** What to work on **
Report how many lines in the records below contain the string "ground". Case counts, and your reply should be the number alone.

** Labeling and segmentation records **

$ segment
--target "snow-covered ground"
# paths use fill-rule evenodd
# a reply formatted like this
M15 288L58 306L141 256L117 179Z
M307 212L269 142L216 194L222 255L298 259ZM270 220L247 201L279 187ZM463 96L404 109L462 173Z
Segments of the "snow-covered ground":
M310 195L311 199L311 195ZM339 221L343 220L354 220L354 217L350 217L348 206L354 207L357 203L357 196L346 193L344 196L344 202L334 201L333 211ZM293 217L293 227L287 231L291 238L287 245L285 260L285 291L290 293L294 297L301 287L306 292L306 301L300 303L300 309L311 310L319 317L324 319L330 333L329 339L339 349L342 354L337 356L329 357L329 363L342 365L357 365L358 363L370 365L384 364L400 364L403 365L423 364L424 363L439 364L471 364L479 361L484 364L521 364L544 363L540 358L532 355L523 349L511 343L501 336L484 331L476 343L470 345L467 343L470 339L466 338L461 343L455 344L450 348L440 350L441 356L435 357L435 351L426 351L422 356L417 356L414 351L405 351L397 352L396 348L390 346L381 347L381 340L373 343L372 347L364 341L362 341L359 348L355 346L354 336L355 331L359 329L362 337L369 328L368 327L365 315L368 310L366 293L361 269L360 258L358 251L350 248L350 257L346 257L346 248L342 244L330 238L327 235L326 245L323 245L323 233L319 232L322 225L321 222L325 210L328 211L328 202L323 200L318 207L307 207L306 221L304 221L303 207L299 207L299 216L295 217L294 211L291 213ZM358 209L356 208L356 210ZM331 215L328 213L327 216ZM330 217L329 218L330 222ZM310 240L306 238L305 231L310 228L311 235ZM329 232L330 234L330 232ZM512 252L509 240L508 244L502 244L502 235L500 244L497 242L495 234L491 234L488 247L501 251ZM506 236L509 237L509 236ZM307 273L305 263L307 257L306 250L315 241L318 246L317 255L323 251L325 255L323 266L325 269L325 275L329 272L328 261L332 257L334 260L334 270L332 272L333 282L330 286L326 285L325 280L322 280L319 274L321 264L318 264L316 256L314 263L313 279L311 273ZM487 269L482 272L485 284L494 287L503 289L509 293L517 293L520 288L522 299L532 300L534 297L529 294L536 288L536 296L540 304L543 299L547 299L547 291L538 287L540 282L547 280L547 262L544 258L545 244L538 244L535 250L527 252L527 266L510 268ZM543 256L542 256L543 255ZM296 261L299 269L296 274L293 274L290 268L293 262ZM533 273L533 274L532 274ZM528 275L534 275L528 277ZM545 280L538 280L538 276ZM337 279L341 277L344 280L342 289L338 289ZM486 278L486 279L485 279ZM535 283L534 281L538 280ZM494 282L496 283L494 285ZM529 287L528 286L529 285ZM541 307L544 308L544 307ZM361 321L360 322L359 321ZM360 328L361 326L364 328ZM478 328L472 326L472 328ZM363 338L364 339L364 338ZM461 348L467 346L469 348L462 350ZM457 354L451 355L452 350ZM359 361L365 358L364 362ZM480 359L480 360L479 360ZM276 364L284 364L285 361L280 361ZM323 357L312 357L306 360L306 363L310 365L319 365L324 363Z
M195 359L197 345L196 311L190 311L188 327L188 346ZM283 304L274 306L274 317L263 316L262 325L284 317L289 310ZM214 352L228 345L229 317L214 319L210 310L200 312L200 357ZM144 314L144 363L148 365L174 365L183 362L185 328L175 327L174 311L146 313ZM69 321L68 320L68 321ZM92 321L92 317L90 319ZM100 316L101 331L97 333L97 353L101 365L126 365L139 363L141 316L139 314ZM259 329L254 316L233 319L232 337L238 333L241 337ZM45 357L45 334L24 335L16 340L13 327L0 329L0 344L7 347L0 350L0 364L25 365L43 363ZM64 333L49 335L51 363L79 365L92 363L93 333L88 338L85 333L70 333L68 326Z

** Result of this exercise **
2